TASK OBJECTIVE:
What the task requires is each entry, restated exactly.

━━━━━ GIVEN INFORMATION ━━━━━

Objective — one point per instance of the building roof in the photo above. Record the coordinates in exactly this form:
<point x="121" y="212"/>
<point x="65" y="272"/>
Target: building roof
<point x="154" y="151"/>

━━━━━

REPLY TO THE TASK:
Objective — one point per instance of the building roof in the photo above. Record the coordinates in exactly this form:
<point x="121" y="212"/>
<point x="65" y="272"/>
Target: building roof
<point x="154" y="151"/>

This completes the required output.